··· GIVEN ENTRIES

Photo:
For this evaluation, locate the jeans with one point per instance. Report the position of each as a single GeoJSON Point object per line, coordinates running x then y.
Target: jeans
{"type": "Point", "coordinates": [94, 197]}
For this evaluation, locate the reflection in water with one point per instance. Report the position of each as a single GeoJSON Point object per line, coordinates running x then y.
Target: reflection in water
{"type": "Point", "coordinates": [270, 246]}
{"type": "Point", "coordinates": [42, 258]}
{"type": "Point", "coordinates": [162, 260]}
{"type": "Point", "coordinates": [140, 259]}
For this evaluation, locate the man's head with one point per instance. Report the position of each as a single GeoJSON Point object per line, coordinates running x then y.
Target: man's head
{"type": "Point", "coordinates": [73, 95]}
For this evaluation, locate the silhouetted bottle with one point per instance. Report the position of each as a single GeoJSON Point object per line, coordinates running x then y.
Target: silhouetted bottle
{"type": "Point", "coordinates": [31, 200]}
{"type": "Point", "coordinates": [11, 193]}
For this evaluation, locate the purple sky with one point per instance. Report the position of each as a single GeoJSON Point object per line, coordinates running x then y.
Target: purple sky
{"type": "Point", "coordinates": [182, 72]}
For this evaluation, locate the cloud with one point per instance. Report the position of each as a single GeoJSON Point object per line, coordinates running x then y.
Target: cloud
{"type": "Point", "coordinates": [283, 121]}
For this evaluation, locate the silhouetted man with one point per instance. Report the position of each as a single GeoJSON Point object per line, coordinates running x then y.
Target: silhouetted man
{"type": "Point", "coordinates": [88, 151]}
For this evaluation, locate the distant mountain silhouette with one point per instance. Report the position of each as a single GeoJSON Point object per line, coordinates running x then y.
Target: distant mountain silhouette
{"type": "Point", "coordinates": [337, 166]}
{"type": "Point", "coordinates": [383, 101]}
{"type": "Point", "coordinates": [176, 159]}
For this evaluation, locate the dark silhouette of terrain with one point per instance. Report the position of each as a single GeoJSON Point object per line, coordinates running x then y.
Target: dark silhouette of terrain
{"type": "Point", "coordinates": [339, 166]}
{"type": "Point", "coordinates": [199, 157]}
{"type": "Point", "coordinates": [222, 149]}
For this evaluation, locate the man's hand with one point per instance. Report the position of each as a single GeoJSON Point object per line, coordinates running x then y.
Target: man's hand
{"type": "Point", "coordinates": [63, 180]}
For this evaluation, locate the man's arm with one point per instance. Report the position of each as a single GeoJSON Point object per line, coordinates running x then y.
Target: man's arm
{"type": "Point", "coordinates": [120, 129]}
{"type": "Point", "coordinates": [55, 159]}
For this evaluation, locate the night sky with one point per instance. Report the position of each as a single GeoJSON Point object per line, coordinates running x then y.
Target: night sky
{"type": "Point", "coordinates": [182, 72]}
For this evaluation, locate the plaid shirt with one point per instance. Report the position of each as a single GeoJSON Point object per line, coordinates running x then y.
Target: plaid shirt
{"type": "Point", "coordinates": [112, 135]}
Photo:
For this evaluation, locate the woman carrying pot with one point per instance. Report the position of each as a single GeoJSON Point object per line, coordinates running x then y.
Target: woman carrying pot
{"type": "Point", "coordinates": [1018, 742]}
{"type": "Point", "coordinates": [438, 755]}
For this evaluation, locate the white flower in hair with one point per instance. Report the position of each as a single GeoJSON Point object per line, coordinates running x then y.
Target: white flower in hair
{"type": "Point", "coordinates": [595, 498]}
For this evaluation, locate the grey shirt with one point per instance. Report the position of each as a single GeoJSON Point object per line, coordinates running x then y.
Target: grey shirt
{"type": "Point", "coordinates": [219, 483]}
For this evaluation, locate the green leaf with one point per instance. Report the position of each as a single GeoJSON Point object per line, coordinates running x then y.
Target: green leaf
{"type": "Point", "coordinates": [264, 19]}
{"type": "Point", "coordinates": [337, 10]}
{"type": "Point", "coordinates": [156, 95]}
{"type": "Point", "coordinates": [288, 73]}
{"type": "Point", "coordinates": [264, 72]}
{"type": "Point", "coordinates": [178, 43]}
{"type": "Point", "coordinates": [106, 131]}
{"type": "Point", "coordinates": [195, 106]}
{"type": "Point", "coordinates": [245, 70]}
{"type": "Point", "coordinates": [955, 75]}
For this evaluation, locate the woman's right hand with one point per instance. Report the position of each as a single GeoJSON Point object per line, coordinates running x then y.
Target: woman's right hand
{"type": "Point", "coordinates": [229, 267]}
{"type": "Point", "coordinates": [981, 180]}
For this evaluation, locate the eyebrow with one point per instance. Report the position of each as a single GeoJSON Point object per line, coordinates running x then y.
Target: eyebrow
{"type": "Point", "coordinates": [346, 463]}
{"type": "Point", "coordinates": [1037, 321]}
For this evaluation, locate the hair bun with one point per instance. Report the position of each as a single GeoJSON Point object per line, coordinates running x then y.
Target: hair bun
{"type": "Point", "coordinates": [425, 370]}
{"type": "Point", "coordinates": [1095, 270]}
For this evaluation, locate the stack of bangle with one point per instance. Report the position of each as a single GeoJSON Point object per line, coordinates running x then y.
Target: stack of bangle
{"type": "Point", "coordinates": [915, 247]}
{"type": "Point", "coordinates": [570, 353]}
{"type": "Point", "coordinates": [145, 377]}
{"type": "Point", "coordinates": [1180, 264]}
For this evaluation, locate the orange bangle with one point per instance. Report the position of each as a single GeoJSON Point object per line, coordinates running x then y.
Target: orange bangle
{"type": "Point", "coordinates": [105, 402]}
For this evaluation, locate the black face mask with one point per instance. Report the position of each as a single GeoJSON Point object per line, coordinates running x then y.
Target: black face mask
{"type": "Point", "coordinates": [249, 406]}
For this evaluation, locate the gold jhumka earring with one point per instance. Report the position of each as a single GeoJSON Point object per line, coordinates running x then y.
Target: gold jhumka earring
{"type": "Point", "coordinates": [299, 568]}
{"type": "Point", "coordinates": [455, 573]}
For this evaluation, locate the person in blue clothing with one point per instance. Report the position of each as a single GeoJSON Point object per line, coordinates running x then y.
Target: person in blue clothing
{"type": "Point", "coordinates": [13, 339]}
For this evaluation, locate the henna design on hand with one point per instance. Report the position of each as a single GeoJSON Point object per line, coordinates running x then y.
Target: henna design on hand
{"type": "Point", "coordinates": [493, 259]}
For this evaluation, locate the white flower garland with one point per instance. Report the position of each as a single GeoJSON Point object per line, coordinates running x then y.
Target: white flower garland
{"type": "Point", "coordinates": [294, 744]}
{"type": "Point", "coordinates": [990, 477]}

······

_WHAT THE TASK ASKS_.
Repeat, character for character, the lines from the one that holds "For this evaluation, locate the orange" to the final line of the material, inclusive, and no other lines.

_SOLUTION TO THE EXERCISE_.
For this evaluation, locate the orange bangle with one point per instance. Report the position of each as a single GeoJSON Point object per line, coordinates running x then y.
Target: orange bangle
{"type": "Point", "coordinates": [105, 402]}
For this evaluation, locate the black face mask with one point per instance. Report the position of each as a single GeoJSON Point object per line, coordinates running x then y.
Target: black face mask
{"type": "Point", "coordinates": [249, 406]}
For this evaluation, locate the gold jhumka earring with one point per instance. Report the position of each as a single GeoJSON Point object per line, coordinates running x then y.
Target: gold jhumka earring
{"type": "Point", "coordinates": [299, 568]}
{"type": "Point", "coordinates": [455, 573]}
For this evaluation, locate the person in blue clothing with one point per instance. Report the position of each as a single GeoJSON Point object per line, coordinates running x then y.
Target: person in blue clothing
{"type": "Point", "coordinates": [13, 339]}
For this evaluation, locate the henna design on hand with one point per instance. Report the position of each as a single GeoJSON Point object per line, coordinates running x then y.
Target: henna design on hand
{"type": "Point", "coordinates": [493, 259]}
For this evaluation, locate the white flower garland with one point per instance. Report the position of each as a single GeoJSON Point object per line, coordinates running x then y.
Target: white flower garland
{"type": "Point", "coordinates": [294, 744]}
{"type": "Point", "coordinates": [990, 477]}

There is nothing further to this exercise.